» Request: Copy verbatim every line of the entries below, from the line containing "cloud in the photo above." through the last line of the entries, both ends included.

[Data for the task start]

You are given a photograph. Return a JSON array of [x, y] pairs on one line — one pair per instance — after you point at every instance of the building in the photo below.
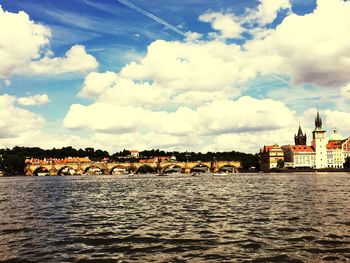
[[322, 153], [134, 153], [346, 148], [299, 156], [270, 156], [300, 138], [319, 143]]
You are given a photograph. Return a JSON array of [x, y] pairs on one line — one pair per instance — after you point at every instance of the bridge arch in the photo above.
[[227, 168], [40, 171], [145, 169], [201, 168], [119, 168], [172, 168], [93, 170], [66, 170]]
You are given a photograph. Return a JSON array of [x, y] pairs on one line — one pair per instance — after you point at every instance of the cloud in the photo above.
[[227, 24], [21, 41], [24, 49], [309, 48], [338, 119], [242, 115], [267, 10], [15, 121], [204, 66], [38, 99], [345, 92], [76, 60]]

[Data for the task end]

» Full solution:
You are given a photograph. Return a JSON array of [x, y] pairs on one line — one pair per instance — after you point at every instance of the cloud in the photo above.
[[227, 24], [21, 41], [24, 49], [309, 48], [338, 119], [242, 115], [267, 10], [15, 121], [204, 66], [38, 99], [345, 92], [76, 60]]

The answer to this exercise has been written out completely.